**Problem details**
Please print each record exactly, omitting none of them.

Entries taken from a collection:
------------------------------
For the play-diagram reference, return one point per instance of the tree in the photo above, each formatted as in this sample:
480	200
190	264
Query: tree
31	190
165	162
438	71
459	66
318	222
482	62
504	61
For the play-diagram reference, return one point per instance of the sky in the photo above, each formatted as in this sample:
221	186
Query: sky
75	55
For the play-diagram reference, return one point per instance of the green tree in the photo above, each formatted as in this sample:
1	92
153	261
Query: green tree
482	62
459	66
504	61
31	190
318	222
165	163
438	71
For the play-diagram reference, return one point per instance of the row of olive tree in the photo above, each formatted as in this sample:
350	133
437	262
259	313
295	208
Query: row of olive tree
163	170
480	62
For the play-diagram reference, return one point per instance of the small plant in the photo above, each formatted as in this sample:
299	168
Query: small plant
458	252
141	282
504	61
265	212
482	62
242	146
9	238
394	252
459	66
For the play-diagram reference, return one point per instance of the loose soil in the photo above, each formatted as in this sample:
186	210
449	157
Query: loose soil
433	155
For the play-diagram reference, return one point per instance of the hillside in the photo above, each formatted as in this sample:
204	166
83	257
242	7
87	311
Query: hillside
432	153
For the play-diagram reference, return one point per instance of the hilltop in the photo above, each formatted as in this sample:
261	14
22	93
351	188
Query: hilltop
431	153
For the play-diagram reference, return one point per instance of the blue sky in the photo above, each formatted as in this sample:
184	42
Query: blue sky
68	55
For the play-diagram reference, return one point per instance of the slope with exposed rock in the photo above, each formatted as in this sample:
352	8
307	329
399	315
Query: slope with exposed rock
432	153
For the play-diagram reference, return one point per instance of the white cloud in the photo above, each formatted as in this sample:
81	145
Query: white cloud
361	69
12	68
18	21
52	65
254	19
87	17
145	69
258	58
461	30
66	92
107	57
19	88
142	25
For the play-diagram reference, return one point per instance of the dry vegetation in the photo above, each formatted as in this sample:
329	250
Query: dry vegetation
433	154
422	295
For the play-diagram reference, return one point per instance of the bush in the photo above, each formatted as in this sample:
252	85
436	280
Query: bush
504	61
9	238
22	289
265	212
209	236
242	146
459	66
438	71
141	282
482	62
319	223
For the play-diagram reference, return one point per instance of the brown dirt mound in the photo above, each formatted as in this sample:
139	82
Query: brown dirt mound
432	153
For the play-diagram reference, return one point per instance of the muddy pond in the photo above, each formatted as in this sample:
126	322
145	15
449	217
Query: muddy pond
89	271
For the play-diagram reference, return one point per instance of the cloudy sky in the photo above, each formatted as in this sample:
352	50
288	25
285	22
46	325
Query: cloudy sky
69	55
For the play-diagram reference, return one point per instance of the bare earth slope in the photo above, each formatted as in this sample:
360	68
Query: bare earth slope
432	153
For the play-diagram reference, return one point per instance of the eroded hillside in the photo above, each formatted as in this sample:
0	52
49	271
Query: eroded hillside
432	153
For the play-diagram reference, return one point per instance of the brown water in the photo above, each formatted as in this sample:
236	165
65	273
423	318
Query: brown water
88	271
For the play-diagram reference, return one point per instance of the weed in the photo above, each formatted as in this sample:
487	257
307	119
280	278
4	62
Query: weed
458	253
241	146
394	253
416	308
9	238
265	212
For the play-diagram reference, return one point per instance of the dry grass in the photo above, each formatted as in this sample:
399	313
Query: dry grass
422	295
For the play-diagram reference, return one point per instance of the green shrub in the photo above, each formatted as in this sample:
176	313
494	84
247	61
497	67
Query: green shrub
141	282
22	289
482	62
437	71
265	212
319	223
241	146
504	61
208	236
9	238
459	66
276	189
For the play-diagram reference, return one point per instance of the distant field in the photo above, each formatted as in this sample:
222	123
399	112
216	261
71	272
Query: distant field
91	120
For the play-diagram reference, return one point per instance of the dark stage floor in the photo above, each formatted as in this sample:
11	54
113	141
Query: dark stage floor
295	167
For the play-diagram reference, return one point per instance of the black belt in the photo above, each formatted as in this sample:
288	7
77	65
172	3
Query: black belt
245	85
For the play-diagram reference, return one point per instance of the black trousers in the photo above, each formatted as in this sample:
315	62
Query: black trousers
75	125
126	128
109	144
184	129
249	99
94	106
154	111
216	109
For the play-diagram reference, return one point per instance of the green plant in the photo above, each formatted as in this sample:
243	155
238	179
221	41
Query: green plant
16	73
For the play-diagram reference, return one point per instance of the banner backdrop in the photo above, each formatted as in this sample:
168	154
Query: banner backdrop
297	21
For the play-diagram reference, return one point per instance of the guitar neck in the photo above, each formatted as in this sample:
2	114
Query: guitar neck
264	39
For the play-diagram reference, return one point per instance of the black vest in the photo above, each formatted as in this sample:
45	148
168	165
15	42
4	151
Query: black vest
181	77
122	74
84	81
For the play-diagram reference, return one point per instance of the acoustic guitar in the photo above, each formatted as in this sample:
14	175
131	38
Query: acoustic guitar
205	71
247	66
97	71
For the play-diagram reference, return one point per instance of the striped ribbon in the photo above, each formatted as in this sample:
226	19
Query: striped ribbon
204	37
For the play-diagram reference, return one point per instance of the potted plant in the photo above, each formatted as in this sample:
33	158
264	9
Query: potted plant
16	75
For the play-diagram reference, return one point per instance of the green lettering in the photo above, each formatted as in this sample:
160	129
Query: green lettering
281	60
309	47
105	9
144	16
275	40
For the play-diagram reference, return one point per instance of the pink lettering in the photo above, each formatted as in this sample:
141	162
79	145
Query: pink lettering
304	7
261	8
------------------------------
**Answer to the problem**
For the play-diagram reference, return one point per instance of the tree in the photo above, each formatted as in this sample:
480	200
190	264
Query: tree
31	190
165	162
438	71
459	66
318	222
482	62
504	61
For the play-diagram reference, return one point per instance of the sky in the photo above, each formatted as in this sample:
221	186
Query: sky
75	55
For the play-diagram reference, return one point per instance of the green tree in the photo above, each formatted as in this sample:
1	92
153	261
Query: green tree
482	62
459	66
504	61
31	190
318	222
165	163
438	71
For the play-diagram reference, return one point per instance of the row of olive tree in the photo above, each formatted as in this sample:
350	133
437	262
259	313
295	208
Query: row of olive tree
163	170
480	62
For the play-diagram reference, return one point per instance of the small plant in the photo above, each formatted as in this sample:
299	168
Query: small plant
458	252
141	282
504	61
265	212
482	62
242	146
9	238
394	252
459	66
For the play-diagram reference, return one point per instance of the loose soil in the photo above, each formatted as in this sample:
186	210
449	157
Query: loose soil
433	155
For the play-diagram reference, return one point per instance of the hillside in the photo above, each formatted as in this sample:
204	166
83	257
242	7
87	311
Query: hillside
432	153
For the play-diagram reference, return one point per instance of the hilltop in the photo above, each formatted as in this sample:
261	14
22	93
351	188
Query: hilltop
431	153
For the play-diagram reference, return one point per instance of the blue sky in the photo above, each formatted as in this sample:
184	42
Query: blue sky
68	55
For the play-diagram reference, return one point per instance of the slope with exposed rock in the photo above, each formatted as in this sample:
352	8
307	329
399	315
Query: slope with exposed rock
432	153
For the play-diagram reference, return one point per instance of the white cloud in the photo above, each formatted as in this sample:
81	145
Query: white cloud
361	69
12	68
18	21
52	65
254	19
87	17
145	69
258	58
461	30
66	92
107	57
19	88
142	25
For the play-diagram reference, return one point per instance of the dry vegetation in the photo above, each formatted as in this sample:
329	250
Query: dry vegetation
433	154
422	295
For the play-diagram reference, return one point per instance of the bush in the photo above, each formatted as in this sample:
252	85
436	280
Query: bush
504	61
9	238
22	289
265	212
209	236
242	146
459	66
438	71
141	282
482	62
319	223
For the play-diagram reference, return one point per instance of the brown dirt mound in the photo above, each formatted as in this sample:
139	82
Query: brown dirt mound
432	153
For the play-diagram reference, return one point per instance of the muddy pond in the photo above, each formatted as in this sample:
126	322
145	15
449	217
Query: muddy pond
89	271
For the play-diagram reference, return one point per instance of the cloudy sky in the photo above, each formatted as in this sample:
352	50
288	25
285	22
46	325
Query: cloudy sky
69	55
For the play-diagram reference, return one point per instance of the bare earth slope in the photo above, each formatted as in this sample:
360	68
Query: bare earth slope
432	153
For the play-diagram reference, return one point per instance of the eroded hillside in the photo above, each formatted as in this sample:
0	52
49	271
Query: eroded hillside
432	153
For the play-diagram reference, return one point per instance of the brown water in the photo above, each formatted as in this sample:
236	165
65	273
423	318
Query: brown water
88	271
For the play-diagram reference, return one point per instance of the weed in the photo above, each formatted as in this sample:
487	257
307	119
280	278
4	62
Query: weed
458	253
241	146
394	253
416	308
9	238
265	212
For the play-diagram reference, return one point per instance of the dry grass in the photo above, each formatted as in this sample:
399	313
Query: dry grass
422	295
For the play-diagram reference, return one point per instance of the green shrub in the photo above, each formatted as in this sample:
176	313
494	84
247	61
497	67
Query: green shrub
141	282
22	289
482	62
437	71
265	212
319	223
241	146
504	61
208	236
9	238
459	66
276	189
For the play-diagram reference, return one point per instance of the distant field in the photo above, each formatted as in this sample:
222	123
399	112
216	261
71	272
Query: distant field
91	120
For the play-diagram reference, return one point per instance of the dark stage floor in the photo above, each formatted as in this sample:
11	54
113	141
Query: dark stage floor
295	167
For the play-diagram reference, return one point per instance of the black belt in the photo above, each formatted as in this sample:
288	7
77	65
172	3
Query: black belt
245	85
For the play-diagram reference, return one point per instance of the black trousers in the photo above, each formatted as in this sample:
315	62
Query: black trousers
75	125
126	128
109	144
184	129
249	99
94	106
154	111
216	109
For the play-diagram reference, return one point per instance of the green plant in the photo above, each formatted as in this sample:
243	155
238	179
221	41
Query: green plant
16	73
For the play-diagram reference, return one point per instance of the banner backdrop in the photo above, each formatted as in this sample:
168	154
Query: banner backdrop
297	21
For the play-diagram reference, return one point per instance of the guitar neck in the photo above, each formatted as in this sample:
2	114
Query: guitar neck
264	39
For the play-diagram reference, return one point per instance of the black vest in the photo above, each formatted as in this sample:
45	148
168	165
15	42
4	151
Query: black vest
181	77
122	74
84	81
For the play-diagram reference, return one point per instance of the acoustic guitar in the photo above, each formatted as in this sample:
14	175
131	38
Query: acoustic guitar
205	71
247	66
97	71
For the play-diagram reference, return one point per instance of the striped ribbon in the photo above, each formatted as in this sample:
226	19
Query: striped ribbon
204	37
For the play-diagram reference, return one point per instance of the potted plant in the photo above, each formatted as in this sample:
33	158
264	9
Query: potted plant
16	75
For the play-diagram reference, return one point per instance of the green lettering in the photo above, each formatted as in this sample:
160	129
Query: green lettering
281	60
309	47
105	9
144	16
275	40
For the play-diagram reference, return one point per instance of the pink lettering in the photo above, each formatted as in this sample:
141	162
79	145
Query: pink lettering
304	7
261	8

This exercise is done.